The request
Rescale the entries below, from their start through the line containing "326,0 -> 533,294" inclusive, by rewriting every line, requests included, with each box coordinate in the answers multiplied by 2.35 and rounded to a whole number, halves rounding up. Leave the numbers in the requests and in their format samples unchanged.

Record excerpts
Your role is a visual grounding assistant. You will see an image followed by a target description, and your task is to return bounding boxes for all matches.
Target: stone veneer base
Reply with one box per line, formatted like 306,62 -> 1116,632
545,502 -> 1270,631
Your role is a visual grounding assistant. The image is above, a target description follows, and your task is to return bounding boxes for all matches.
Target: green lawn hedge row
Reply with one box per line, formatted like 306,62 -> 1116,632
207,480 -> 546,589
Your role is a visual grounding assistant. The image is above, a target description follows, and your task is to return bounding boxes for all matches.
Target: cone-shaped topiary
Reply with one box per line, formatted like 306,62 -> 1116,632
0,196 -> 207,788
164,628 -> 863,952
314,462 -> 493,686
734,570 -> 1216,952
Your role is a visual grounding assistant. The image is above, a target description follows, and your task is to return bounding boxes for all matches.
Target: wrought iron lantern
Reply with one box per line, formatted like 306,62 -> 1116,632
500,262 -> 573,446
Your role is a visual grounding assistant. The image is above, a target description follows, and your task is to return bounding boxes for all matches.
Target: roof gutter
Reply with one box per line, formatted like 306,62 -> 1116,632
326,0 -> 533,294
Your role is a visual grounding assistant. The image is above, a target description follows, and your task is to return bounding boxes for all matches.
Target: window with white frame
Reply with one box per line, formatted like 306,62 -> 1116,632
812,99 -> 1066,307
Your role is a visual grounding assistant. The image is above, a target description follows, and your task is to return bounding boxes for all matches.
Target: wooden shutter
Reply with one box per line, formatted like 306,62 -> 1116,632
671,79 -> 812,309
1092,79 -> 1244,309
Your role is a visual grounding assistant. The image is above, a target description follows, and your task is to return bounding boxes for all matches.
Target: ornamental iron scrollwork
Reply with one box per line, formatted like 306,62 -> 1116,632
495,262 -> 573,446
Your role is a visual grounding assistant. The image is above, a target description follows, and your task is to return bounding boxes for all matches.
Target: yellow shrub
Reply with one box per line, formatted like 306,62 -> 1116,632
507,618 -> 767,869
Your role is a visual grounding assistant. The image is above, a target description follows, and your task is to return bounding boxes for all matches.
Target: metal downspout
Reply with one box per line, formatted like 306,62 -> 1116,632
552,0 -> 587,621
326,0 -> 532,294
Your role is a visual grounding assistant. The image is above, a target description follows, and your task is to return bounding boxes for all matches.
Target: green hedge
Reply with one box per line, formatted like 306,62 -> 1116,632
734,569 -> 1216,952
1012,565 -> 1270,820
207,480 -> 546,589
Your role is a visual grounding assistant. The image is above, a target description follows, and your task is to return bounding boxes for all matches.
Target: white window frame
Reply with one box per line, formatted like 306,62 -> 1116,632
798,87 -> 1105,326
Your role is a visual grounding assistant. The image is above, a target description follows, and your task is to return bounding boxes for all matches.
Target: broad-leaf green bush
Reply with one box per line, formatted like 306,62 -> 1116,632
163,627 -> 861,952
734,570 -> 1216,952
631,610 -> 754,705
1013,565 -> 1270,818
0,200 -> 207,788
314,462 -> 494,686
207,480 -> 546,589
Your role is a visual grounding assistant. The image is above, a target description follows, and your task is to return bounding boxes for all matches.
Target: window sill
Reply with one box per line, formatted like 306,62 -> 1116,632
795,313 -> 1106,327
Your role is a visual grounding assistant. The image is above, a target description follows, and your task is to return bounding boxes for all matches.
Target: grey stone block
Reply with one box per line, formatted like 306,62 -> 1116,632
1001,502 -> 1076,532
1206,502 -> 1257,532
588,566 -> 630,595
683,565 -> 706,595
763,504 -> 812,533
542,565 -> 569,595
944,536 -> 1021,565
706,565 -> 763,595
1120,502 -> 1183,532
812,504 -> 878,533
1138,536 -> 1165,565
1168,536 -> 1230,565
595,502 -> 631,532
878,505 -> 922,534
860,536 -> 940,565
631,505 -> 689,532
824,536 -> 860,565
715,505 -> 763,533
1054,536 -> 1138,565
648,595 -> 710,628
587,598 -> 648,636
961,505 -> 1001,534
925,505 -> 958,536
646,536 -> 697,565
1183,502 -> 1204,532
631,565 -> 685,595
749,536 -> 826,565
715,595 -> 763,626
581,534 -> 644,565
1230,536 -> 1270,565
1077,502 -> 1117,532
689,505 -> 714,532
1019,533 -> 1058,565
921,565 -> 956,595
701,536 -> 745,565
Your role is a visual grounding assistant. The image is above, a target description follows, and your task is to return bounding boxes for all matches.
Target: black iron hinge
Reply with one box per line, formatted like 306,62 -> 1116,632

Task result
Your role is a visual grounding assistant. You will see an image followed by a target description, and your task is to return bounding boxes for all matches.
Target: stone veneer base
Reply with one box per line, formatted like 306,62 -> 1116,632
1281,1180 -> 2985,1483
Your role is a visual grounding assistant. The image is above, a target description follows, and your task is to return bounding boxes for all matches.
Target: green lawn hedge row
Reply with one box per line, formatted like 306,62 -> 1116,632
486,1128 -> 1283,1384
Your role is a visual grounding assistant. The image is above, a target description follows, and your task is to return bounding boxes for all matches.
Target: cone-shaped topiary
Reply with one box per line, formatted like 306,62 -> 1116,632
0,461 -> 486,1852
385,1476 -> 2028,2237
738,1086 -> 1159,1612
1725,1340 -> 2858,2237
Your role is a visual grounding assistant. The image is above, a target description follows, and your task is to return bounding boxes for all matches.
Target: wrought iron lantern
Reply with one box per line, formatted like 306,62 -> 1116,632
1175,616 -> 1347,1048
Your role is a visual grounding assistant. The image is above, a target description follows, and your task is to return bounding boxes for all matches.
Target: roof gutter
Reply with one box per line, formatted like 306,62 -> 1116,632
766,0 -> 1253,691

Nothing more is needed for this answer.